- [TASK DIRECTIONS] Pictures are to be left out, and every entry repeated exactly.

- [MATERIAL SHOWN]

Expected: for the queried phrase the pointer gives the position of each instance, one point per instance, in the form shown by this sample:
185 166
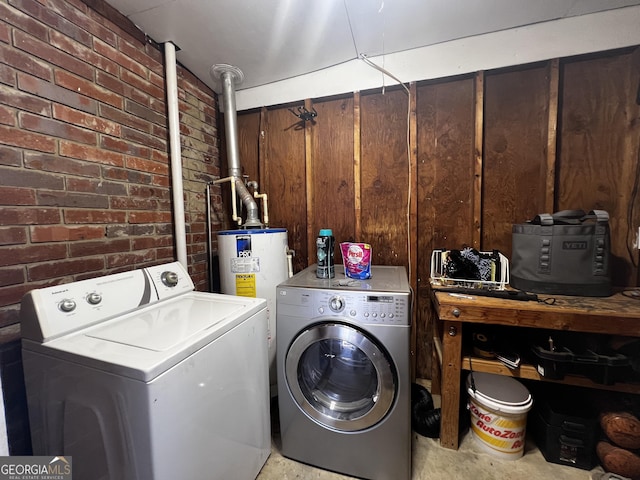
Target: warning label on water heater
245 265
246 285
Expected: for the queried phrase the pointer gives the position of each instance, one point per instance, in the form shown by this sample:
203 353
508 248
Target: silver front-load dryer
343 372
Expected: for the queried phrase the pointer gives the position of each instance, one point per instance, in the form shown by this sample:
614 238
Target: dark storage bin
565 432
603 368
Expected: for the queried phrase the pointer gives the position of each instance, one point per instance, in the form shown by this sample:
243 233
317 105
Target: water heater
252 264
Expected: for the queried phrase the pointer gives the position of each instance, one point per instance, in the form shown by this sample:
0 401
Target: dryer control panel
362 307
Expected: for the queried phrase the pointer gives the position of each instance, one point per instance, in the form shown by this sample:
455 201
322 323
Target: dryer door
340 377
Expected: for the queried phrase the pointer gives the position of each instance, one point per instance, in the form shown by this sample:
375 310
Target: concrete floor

- [TASK RESPONSE]
Expected: for the queried phrase the pointer gives the position of each instance, one point per instance, in the form shown by this sample:
185 166
Target: warning label on water heater
245 265
246 285
Expected: for the queried phrase the pointer gives the position of each instance, one point per instance, in the form shown by this sample:
203 353
508 248
Target: silver front-load dryer
343 372
Expected: for the queried phrase the pointer gives the position of each instance, one point per instance, in the form shown by this sample:
614 238
Target: dark storage bin
565 432
603 368
Expected: for the queried phrase the pointer gives the position of each instance, one point per instance, in the form shown by this sample:
243 233
317 105
Target: water heater
252 264
Expected: for the queried phrase the pointer gives the position of each instance, one point per instance, in the form shown by this sample:
0 401
Target: dryer control panel
362 307
Expected: for the queried phrase the pointer gives the position of each instance, one point per instance, in the form shown by this sample:
455 201
322 323
Target: dryer door
340 377
Expected: for the queried phrase the pointer gives the position of each instance, one point per instance, in the form shown by this sample:
375 310
Target: concrete floor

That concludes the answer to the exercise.